[Page excerpt]:
+--

The most significant and very difficult step out of the roots of Judaism came when the first Gentiles became believers in Jesus, and part of the church.

It was possible for Gentiles to become Jews, but it was a lengthy and demanding process to become a proselyte. The person had to receive training in the law, then agree to keep it totally, they were then baptised in water and given a new name, and all family ties were seen as broken. And if he was a man, he would be circumcised.

Many Gentiles were attracted by the monotheism of Judaism, and would attend the synagogue services, but did not want to make the complete commitment necessary to become a proselyte. Luke refers to them as 'god-fearers', and many of them quickly responded when they heard the gospel preached by Paul and the other apostles.

Cornelius, the first Gentile believer (Acts 10)

Luke gives a lengthy record of the conversion of the first Gentile, emphasising the role of the Holy Spirit in this significant event. Cornelius was a Roman centurion in Caesarea, who was a god- fearer. One day an angel appeared to him, telling him to send men to Peter, who was in the town of Joppa.

Meanwhile, as the people approached the house where Peter was staying, God was preparing him for this meeting. While he was waiting for his lunch, he was praying on the roof of the house, when he saw a vision from God. This was of a sheet being lowered from heaven containing all sorts of unclean animals, (pigs, birds, snakes ...), which God told him to kill and eat. As a good Jew, Peter refused, as that would break the law of Moses. But God told him that he must not call things unclean which God had made clean. For emphasis, this vision was repeated three times. As Peter was wondering what this could mean, there was a knock at the door, and the Gentile men from Cornelius had arrived. Suddenly Peter understood the vision, invited them in (making himself unclean under the Jewish law), and went with them to the house of Cornelius (an unclean place under Jewish law), where he preached to his household. In the middle of his message, the Holy Spirit came upon the listening Gentiles, just as it had on the Jews on the Day of Pentecost, so Peter followed the clear direction of the Holy Spirit and had them baptised, recognising them as true fellow-believers.

However, when the apostles in Jerusalem heard about this, they called Peter back and critically questioned him about preaching to Gentiles. He repeated the story to them, clearly showing that this was directed by the Holy Spirit, and so how can they disagree with that?

+--

[Data shown]:
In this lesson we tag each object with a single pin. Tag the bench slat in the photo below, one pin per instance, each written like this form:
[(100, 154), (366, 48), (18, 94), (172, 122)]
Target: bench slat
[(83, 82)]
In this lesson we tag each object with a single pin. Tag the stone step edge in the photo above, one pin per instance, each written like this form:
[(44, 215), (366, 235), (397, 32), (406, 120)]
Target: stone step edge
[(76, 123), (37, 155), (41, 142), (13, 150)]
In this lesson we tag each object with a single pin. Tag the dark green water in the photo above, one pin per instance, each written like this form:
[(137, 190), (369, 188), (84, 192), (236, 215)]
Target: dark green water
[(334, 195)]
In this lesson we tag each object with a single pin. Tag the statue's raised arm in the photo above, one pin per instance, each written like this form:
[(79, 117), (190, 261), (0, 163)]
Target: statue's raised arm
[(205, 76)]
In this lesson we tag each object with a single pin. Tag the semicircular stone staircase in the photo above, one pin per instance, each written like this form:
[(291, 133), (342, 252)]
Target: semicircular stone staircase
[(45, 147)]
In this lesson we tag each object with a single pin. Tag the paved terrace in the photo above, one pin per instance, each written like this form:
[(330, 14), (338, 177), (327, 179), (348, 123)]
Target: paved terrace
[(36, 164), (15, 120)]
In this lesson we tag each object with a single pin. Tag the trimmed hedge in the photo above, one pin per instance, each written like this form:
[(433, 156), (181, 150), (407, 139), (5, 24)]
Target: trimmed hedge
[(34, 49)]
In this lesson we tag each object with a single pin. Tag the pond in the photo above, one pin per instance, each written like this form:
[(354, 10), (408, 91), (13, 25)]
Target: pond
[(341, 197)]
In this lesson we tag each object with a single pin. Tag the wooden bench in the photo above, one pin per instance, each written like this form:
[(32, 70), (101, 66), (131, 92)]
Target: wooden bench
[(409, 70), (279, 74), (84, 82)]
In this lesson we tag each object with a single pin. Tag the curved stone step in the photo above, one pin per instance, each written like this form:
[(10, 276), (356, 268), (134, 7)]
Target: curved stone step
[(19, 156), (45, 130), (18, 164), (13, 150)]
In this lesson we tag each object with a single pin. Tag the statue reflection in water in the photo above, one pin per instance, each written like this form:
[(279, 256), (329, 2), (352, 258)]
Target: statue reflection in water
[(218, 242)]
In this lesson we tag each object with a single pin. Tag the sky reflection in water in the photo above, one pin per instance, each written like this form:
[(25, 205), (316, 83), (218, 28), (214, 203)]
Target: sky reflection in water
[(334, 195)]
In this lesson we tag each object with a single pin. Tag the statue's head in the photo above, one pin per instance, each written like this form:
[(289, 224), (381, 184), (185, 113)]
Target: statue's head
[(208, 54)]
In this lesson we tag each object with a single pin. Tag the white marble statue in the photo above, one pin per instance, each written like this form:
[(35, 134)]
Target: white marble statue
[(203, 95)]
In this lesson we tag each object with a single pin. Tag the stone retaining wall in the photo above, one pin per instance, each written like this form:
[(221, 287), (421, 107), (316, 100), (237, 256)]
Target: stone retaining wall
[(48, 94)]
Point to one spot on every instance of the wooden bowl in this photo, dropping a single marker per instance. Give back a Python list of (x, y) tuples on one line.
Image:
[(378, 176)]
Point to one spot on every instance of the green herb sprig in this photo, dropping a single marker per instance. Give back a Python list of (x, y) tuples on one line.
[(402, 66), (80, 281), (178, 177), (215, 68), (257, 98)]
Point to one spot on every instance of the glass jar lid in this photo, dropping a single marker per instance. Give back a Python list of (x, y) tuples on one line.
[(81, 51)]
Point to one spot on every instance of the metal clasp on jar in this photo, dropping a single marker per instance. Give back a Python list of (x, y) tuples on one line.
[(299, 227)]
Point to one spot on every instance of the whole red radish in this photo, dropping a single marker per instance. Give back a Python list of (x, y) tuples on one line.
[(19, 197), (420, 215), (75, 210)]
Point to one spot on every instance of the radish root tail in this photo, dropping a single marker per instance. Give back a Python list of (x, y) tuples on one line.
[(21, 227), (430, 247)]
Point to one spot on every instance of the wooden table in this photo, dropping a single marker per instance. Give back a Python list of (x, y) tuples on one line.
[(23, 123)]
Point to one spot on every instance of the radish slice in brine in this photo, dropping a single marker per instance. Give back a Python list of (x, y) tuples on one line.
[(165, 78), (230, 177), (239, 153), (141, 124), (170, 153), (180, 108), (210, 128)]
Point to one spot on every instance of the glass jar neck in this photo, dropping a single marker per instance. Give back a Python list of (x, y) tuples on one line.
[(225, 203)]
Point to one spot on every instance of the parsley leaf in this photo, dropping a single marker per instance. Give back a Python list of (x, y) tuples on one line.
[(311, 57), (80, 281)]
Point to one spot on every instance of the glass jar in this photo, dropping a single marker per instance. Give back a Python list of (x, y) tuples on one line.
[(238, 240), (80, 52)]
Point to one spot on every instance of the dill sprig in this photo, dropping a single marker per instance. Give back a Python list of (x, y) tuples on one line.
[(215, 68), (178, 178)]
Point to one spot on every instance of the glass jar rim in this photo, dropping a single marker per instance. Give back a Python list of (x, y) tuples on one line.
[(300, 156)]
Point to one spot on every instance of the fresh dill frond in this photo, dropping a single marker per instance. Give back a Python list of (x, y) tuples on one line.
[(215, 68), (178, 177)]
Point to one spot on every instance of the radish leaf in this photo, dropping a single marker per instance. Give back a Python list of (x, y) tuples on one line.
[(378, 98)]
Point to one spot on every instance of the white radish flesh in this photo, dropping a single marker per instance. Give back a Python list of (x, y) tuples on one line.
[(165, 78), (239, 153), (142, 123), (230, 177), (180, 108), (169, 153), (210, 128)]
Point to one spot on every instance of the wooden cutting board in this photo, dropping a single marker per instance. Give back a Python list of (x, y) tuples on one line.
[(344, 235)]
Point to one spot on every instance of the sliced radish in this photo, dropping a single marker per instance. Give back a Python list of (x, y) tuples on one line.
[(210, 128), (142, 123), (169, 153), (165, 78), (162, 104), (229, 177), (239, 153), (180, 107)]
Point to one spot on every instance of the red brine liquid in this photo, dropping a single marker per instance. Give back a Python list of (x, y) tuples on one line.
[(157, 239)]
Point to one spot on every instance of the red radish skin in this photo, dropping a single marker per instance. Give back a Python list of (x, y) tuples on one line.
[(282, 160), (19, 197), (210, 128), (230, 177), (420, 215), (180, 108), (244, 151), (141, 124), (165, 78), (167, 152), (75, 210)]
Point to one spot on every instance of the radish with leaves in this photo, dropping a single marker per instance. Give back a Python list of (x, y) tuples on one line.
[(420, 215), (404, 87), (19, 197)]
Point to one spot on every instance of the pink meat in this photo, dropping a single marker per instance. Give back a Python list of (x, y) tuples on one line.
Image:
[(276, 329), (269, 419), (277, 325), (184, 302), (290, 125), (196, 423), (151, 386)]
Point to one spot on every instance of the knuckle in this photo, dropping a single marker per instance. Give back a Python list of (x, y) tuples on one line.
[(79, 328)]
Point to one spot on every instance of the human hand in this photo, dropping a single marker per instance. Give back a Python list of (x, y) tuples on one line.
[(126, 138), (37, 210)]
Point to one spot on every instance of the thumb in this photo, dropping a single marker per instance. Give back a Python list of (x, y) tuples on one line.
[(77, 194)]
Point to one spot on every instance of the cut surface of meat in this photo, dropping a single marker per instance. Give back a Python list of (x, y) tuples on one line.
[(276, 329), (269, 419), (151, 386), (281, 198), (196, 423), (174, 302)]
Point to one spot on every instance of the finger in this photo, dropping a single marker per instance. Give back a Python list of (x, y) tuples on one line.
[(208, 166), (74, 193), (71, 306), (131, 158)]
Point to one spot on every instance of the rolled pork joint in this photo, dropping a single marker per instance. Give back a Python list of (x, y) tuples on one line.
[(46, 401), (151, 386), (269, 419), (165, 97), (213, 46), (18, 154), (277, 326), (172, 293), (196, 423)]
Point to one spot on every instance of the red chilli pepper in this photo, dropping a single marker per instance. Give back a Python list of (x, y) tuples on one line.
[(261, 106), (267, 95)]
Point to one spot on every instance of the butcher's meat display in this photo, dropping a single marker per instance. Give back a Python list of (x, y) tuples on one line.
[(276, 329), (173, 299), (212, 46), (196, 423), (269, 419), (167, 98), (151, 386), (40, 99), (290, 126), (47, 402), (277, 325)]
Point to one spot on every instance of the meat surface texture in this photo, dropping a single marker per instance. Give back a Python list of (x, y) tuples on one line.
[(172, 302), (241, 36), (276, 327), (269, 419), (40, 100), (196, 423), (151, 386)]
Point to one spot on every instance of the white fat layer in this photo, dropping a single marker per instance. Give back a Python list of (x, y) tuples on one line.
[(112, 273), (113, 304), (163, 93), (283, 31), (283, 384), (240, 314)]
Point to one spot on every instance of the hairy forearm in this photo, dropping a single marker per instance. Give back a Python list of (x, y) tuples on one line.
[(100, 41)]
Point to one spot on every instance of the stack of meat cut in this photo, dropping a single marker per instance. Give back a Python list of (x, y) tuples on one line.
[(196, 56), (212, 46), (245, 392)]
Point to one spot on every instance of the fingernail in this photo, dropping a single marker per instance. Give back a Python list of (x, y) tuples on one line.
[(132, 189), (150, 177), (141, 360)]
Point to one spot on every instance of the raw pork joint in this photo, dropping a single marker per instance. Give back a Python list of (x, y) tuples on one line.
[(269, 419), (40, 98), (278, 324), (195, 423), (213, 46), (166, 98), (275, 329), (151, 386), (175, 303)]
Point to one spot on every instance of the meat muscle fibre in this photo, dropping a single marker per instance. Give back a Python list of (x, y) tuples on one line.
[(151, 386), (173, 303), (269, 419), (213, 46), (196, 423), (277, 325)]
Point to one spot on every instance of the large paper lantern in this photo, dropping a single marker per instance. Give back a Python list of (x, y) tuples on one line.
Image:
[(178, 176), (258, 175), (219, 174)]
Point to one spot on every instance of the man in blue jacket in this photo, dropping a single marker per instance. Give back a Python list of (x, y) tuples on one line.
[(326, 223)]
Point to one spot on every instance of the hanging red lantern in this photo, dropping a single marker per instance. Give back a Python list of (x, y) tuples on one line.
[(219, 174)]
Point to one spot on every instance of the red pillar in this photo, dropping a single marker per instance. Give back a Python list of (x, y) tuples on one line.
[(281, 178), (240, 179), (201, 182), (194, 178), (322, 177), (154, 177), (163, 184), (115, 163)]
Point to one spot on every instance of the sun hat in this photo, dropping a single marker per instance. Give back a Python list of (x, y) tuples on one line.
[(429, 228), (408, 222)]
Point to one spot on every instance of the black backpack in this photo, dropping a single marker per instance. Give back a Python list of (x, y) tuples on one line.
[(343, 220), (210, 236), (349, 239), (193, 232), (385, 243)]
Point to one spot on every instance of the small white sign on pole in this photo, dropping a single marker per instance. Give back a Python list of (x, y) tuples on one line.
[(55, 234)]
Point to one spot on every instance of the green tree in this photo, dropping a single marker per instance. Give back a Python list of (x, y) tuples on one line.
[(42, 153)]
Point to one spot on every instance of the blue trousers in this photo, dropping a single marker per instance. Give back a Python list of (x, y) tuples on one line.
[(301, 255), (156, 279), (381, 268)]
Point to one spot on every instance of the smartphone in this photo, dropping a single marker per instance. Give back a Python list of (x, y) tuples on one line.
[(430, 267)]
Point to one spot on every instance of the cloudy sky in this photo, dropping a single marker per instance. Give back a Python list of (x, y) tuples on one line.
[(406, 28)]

+--

[Written instruction 1]: Please rewrite the paragraph of the Gentile believers text that begins "It was possible for Gentiles to become Jews" as a short list, keeping its main facts.
[Written instruction 2]: Name every town or city that the Gentile believers text mentions.
[Written instruction 3]: In the Gentile believers text, how many times was Peter's vision of the sheet repeated?

[Final answer 1]:
Becoming a proselyte was possible for Gentiles but lengthy and demanding:
- Receive training in the law
- Agree to keep the law totally
- Be baptized in water and given a new name
- Treat all family ties as broken
- If male, be circumcised

[Final answer 2]: Caesarea, Joppa, Jerusalem

[Final answer 3]: Three times.